→ **WORK TO DO**
Rewrite the lines from the one containing "Practice step: set one point on each instance of the stone" through the one containing "Target: stone gatehouse", changing "gatehouse" to "tower" and keeping everything else the same. Return only those lines.

→ **DATA FOR PROCESSING**
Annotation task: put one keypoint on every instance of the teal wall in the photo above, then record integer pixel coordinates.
==
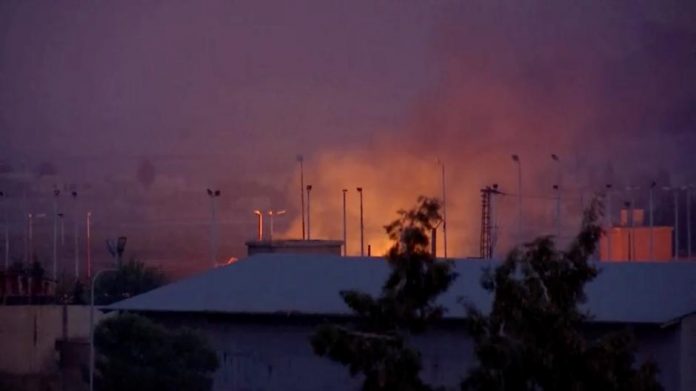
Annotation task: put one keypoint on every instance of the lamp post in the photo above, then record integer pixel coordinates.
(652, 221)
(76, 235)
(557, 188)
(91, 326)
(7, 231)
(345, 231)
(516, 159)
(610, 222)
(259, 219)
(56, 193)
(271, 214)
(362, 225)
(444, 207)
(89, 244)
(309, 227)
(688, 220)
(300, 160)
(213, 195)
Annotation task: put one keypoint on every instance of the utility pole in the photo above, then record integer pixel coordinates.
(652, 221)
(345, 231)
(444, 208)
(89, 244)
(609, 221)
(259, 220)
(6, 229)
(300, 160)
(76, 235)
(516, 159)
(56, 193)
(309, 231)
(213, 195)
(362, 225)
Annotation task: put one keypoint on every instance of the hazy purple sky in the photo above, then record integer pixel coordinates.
* * *
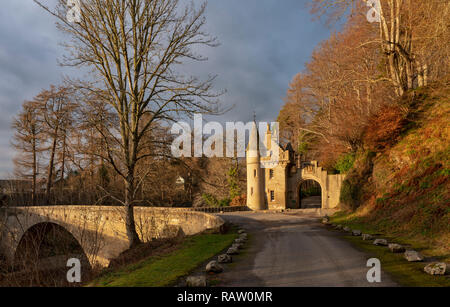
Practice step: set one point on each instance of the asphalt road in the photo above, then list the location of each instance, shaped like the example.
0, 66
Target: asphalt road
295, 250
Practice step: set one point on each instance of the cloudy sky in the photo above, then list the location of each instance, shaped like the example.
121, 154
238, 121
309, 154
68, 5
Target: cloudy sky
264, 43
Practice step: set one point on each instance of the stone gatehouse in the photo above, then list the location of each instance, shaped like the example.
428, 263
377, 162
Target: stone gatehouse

→ **OUTPUT FOR THIS EXERCISE**
Practice step: set one point on each instance of the stone tower in the photo above, then list the location of each instance, shaped like the example.
428, 263
377, 162
Target: stone tower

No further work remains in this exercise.